## Set problem 1
In the USB subsystem description, rewrite the paragraph beginning "High bandwidth data subsystem 510 provides" as a concise bulleted list that keeps its main facts.
## Set problem 2
List every transmission speed the USB subsystem description gives for the USB endpoints that USB PHY 530 implements.
## Set problem 3
Reproduce the part of the USB subsystem description that opens with the words containing "In the above" and closes with "obscuring the description.".

## Quoted passage
══════════════════════════════

High bandwidth data subsystem 510 provides DMA (direct memory access) data transfers from LVDS (low-voltage differential signaling)/LVCMOS (low-voltage CMOS) input to USB output at speeds up to 10 Gbps for USB 3.2 Gen 2, 20 Gbps for USB 3.2 Gen 2×2 transfer rates, 40 Gbps for USB 4, etc. High bandwidth data subsystem 510 includes multi-layer DMA interconnect 524, SRAM 526 for buffering USB data, USB device 528 that includes one or more USB PHY (physical interface) 530 for implementing USB 2.X, 3.X, 4.X, etc. endpoints with transmission speeds of 480 Mbps, 5 Gbps, 10 Gbps, 20 Gbps, 40 Gbps, etc., one or more USB controllers 532 and related circuitry, and LVDS/LVCMOS subsystem 534 for providing an LVDS/LVCMOS interface.

In accordance with the SERDES techniques and equalizer filters described herein, USB PHY 530 included in high bandwidth data subsystem 510 may include SERDES receiver 100 described with reference to FIG. 1, which may further include CTLE 200 of FIG. 2A (e.g., a two-stage CTLE). Each stage of CTLE 200 may correspond to equalizer filter 300 of FIG. 3A and may include an active inductor load. In an embodiment, USB PHY 530 may include more than one SERDES receiver 100. For example, USB PHY 530 may include two SERDES receives 100 to support two RX signals in USB 3.2 Gen 2×2. In various embodiments, aspects described herein with reference to FIGS. 1-4B may similarly or alternatively be included in LVDS/LVCMOS subsystem 534 or other subsystems of USB IC controller 500.

In the above description, numerous details are set forth. It will be apparent, however, to one of ordinary skill in the art having the benefit of this disclosure, that embodiments of the present disclosure may be practiced without these specific details. In some instances, well-known structures and devices are shown in block diagram form, rather than in detail, in order to avoid obscuring the description.

══════════════════════════════

## Information supplied

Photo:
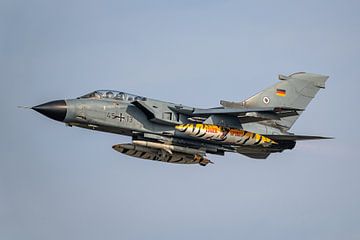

══════════════════════════════

## Expected answer 1
- Subsystem 510 provides DMA data transfers from LVDS/LVCMOS input to USB output.
- Top transfer speeds: 10 Gbps for USB 3.2 Gen 2, 20 Gbps for USB 3.2 Gen 2×2, and 40 Gbps for USB 4.
- Multi-layer DMA interconnect 524
- SRAM 526 for buffering USB data
- USB device 528 with one or more USB PHY 530 for USB 2.X, 3.X, and 4.X endpoints at 480 Mbps, 5 Gbps, 10 Gbps, 20 Gbps, or 40 Gbps
- One or more USB controllers 532 and related circuitry
- LVDS/LVCMOS subsystem 534, which provides the LVDS/LVCMOS interface

## Expected answer 2
- 480 Mbps
- 5 Gbps
- 10 Gbps
- 20 Gbps
- 40 Gbps

## Expected answer 3
In the above description, numerous details are set forth. It will be apparent, however, to one of ordinary skill in the art having the benefit of this disclosure, that embodiments of the present disclosure may be practiced without these specific details. In some instances, well-known structures and devices are shown in block diagram form, rather than in detail, in order to avoid obscuring the description.